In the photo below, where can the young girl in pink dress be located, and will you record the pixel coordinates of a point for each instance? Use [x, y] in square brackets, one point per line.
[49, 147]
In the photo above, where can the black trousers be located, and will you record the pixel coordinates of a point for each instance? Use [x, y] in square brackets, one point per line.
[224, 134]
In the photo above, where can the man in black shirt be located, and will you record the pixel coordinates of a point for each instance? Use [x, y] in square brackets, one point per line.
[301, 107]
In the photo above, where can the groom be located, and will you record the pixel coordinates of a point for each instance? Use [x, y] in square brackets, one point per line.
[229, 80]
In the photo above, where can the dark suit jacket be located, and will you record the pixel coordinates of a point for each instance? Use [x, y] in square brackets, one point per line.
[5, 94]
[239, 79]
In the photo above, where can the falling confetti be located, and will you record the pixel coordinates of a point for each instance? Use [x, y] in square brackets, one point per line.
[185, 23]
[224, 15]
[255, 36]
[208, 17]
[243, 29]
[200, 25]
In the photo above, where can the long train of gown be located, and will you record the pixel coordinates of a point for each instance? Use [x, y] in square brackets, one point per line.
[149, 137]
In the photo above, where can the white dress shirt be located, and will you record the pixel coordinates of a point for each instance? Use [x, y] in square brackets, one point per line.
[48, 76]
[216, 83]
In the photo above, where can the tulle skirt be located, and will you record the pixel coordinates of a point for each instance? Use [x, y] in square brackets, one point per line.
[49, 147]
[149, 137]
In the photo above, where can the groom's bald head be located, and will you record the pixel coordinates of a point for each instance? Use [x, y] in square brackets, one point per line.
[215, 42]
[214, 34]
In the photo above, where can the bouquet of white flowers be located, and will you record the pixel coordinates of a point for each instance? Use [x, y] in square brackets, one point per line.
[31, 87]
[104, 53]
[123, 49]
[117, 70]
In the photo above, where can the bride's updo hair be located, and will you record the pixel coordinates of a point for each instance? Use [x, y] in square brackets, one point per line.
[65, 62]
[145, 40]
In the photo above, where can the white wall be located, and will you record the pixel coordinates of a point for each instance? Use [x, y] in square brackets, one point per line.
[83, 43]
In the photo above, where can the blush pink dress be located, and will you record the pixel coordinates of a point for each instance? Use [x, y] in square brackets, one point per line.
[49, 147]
---
◆ Task to carry out:
Your response should consist of the listing, reproduced exactly.

◆ Answer box:
In the photo below, where can the young girl in pink dress be located, and will you record the pixel coordinates of a point for each instance? Use [x, y] in square brackets, one point per line.
[49, 147]
In the photo above, where can the black trousers be located, and will you record the pixel coordinates of a point for each instance? Use [x, y] in square brackets, one point per line.
[224, 134]
In the photo above, where can the man in black shirt be located, and will you record the pixel coordinates of a point for each instance? Use [x, y] in square brackets, one point per line.
[301, 107]
In the photo above, where can the groom be located, and will you record the pixel coordinates of a point for each instance? Use [x, y] in square brackets, one point per line.
[229, 80]
In the photo above, where can the dark suit jacket be located, and will you record the pixel coordinates of a point for each instance? Use [x, y] in square brackets, one point per line.
[5, 94]
[239, 79]
In the photo above, where can the falling confetti be located, and will you record the pixel coordinates of a point for each instance? Use [x, y] in square brackets, one point per line.
[185, 23]
[224, 15]
[255, 36]
[208, 17]
[243, 29]
[200, 25]
In the photo above, where can the long train of gown be located, and will you record the pixel coordinates of a point for each instance? Use [x, y] in square brackets, one point per line.
[149, 137]
In the photo above, where can the white dress shirt be located, and will you record the pixel coordinates of a point for each instance? Use [x, y] in square brackets, one point per line.
[48, 76]
[216, 83]
In the photo above, where can the tulle skirt be located, and will you record the pixel coordinates of a point for each instance? Use [x, y] in square brackets, one point per line.
[49, 147]
[149, 137]
In the photo above, where can the groom's bald head be located, and will you record the pixel coordinates of a point for each instance? Use [x, y] in square brackets, one point per line.
[215, 42]
[214, 34]
In the photo above, where can the bouquet of white flowers be located, and will you record the pixel coordinates of a point for each instance? Use [x, y] in square brackets, one point per line.
[31, 87]
[104, 53]
[123, 49]
[117, 70]
In the photo above, where can the bride's updo hair be located, and will you record the pixel coordinates of a point for each instance? Use [x, y] in square brackets, one point per line.
[65, 62]
[145, 40]
In the photo above, where can the white wall be located, and will you record the pixel coordinates of a point for each instance? Use [x, y] in square brackets, one point per line.
[83, 43]
In the photo above, where can the blush pink dress be located, and will you record the pixel coordinates of a point for each instance? Use [x, y] in square brackets, one point per line.
[49, 147]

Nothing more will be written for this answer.